Can you put every line of the data below into a numbered list, leaving out the blank lines?

**********

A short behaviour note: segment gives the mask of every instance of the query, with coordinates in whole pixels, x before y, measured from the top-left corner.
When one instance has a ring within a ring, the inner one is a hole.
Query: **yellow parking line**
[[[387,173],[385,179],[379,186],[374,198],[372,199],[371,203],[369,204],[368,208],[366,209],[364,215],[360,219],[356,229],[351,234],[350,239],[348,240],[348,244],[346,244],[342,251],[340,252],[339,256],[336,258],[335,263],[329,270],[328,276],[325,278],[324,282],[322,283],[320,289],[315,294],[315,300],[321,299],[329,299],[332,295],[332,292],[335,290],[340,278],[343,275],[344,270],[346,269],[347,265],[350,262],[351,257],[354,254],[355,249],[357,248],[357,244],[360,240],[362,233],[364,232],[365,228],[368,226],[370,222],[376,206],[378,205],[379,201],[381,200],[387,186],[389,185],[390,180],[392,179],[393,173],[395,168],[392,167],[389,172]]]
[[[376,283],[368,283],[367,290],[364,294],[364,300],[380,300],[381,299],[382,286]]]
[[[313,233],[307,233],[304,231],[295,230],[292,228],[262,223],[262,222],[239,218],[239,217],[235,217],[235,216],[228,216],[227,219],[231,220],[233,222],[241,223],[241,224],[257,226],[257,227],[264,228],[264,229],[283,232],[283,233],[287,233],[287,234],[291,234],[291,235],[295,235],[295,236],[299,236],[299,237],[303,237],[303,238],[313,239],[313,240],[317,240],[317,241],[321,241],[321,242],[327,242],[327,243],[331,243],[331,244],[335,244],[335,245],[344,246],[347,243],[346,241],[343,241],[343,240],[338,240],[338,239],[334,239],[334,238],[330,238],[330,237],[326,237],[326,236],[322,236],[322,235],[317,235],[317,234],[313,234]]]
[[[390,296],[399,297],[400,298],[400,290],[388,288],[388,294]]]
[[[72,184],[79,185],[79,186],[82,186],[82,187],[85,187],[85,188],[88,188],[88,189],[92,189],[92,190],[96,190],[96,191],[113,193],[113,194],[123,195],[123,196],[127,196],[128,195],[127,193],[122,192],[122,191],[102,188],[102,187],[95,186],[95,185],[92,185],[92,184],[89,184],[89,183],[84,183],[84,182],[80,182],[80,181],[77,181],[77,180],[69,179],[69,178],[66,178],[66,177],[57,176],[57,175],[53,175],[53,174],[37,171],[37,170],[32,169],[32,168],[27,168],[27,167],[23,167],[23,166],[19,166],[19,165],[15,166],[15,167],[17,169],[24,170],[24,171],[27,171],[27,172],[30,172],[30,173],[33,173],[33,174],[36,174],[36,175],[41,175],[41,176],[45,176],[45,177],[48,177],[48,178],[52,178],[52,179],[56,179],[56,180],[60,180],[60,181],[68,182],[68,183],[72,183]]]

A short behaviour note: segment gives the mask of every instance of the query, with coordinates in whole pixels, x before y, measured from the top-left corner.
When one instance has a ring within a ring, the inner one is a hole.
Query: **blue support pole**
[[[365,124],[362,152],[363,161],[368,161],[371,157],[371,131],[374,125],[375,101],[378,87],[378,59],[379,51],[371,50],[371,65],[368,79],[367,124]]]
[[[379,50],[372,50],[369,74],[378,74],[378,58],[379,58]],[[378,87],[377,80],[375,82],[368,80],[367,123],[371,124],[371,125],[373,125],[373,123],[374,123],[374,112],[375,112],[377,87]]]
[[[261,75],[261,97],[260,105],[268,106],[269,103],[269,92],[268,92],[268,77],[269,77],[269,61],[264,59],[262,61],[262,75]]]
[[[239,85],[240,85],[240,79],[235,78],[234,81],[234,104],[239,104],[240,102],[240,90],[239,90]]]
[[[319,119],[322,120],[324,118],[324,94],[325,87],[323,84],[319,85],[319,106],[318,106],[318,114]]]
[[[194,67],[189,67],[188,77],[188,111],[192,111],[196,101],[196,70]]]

**********

* **EXERCISE ANSWER**
1. A short behaviour note: segment gives the mask of every instance of the query, with coordinates in whole pixels, x before y, measured from the top-left corner.
2. When one instance has a ring within a ring, the inner one is a hole.
3. Query: **yellow parking line**
4. [[[387,173],[385,179],[379,186],[374,198],[372,199],[371,203],[369,204],[368,208],[366,209],[364,215],[360,219],[356,229],[351,234],[350,239],[348,240],[348,244],[346,244],[342,251],[340,252],[339,256],[336,258],[335,263],[329,270],[328,276],[325,278],[324,282],[322,283],[320,289],[315,294],[315,300],[321,299],[329,299],[332,295],[332,292],[335,290],[340,278],[343,275],[344,270],[346,269],[347,265],[350,262],[351,257],[354,254],[355,249],[357,248],[357,244],[360,240],[362,233],[364,232],[365,228],[368,226],[370,222],[376,206],[378,205],[379,201],[381,200],[387,186],[389,185],[390,180],[392,179],[393,173],[395,168],[392,167],[389,172]]]
5. [[[376,283],[368,283],[367,290],[364,294],[364,300],[380,300],[381,299],[382,286]]]
6. [[[313,233],[307,233],[304,231],[295,230],[292,228],[262,223],[262,222],[239,218],[239,217],[235,217],[235,216],[228,216],[227,219],[231,220],[233,222],[241,223],[241,224],[257,226],[257,227],[264,228],[264,229],[283,232],[283,233],[287,233],[287,234],[291,234],[291,235],[295,235],[295,236],[299,236],[299,237],[303,237],[303,238],[313,239],[313,240],[317,240],[317,241],[321,241],[321,242],[327,242],[327,243],[331,243],[331,244],[335,244],[335,245],[344,246],[347,243],[346,241],[343,241],[343,240],[338,240],[338,239],[334,239],[334,238],[330,238],[330,237],[326,237],[326,236],[322,236],[322,235],[317,235],[317,234],[313,234]]]
7. [[[390,296],[399,297],[400,298],[400,290],[388,288],[388,294]]]
8. [[[72,184],[79,185],[79,186],[82,186],[82,187],[85,187],[85,188],[88,188],[88,189],[92,189],[92,190],[96,190],[96,191],[113,193],[113,194],[123,195],[123,196],[127,196],[128,195],[127,193],[122,192],[122,191],[102,188],[102,187],[95,186],[95,185],[92,185],[92,184],[89,184],[89,183],[84,183],[84,182],[80,182],[80,181],[77,181],[77,180],[69,179],[69,178],[66,178],[66,177],[57,176],[57,175],[53,175],[53,174],[37,171],[37,170],[32,169],[32,168],[27,168],[27,167],[23,167],[23,166],[19,166],[19,165],[15,166],[15,167],[17,169],[24,170],[24,171],[27,171],[27,172],[30,172],[30,173],[33,173],[33,174],[36,174],[36,175],[41,175],[41,176],[45,176],[45,177],[48,177],[48,178],[52,178],[52,179],[56,179],[56,180],[60,180],[60,181],[68,182],[68,183],[72,183]]]
9. A short behaviour note: segment gives the mask of every instance of the query, with coordinates in whole pixels, x before y, measured from the top-left corner.
10. When one instance has a ring within a ring, the inner one is a hole.
11. Query: **blue support pole**
12. [[[365,124],[362,152],[363,161],[368,161],[371,157],[371,131],[374,125],[375,101],[378,87],[378,59],[379,51],[371,50],[371,65],[368,79],[367,124]]]
13. [[[379,50],[372,50],[369,74],[378,74],[378,58],[379,58]],[[378,87],[377,80],[375,82],[368,80],[367,123],[371,124],[371,125],[373,125],[373,123],[374,123],[374,112],[375,112],[377,87]]]
14. [[[261,75],[261,97],[260,105],[268,106],[269,103],[269,92],[268,92],[268,77],[269,77],[269,61],[264,59],[262,61],[262,75]]]
15. [[[239,85],[240,85],[240,79],[235,78],[234,81],[234,104],[239,104],[240,102],[240,90],[239,90]]]
16. [[[319,119],[322,120],[324,118],[324,94],[325,87],[323,84],[319,85],[319,106],[318,106],[318,114]]]
17. [[[194,67],[189,67],[188,77],[188,111],[192,111],[196,101],[196,70]]]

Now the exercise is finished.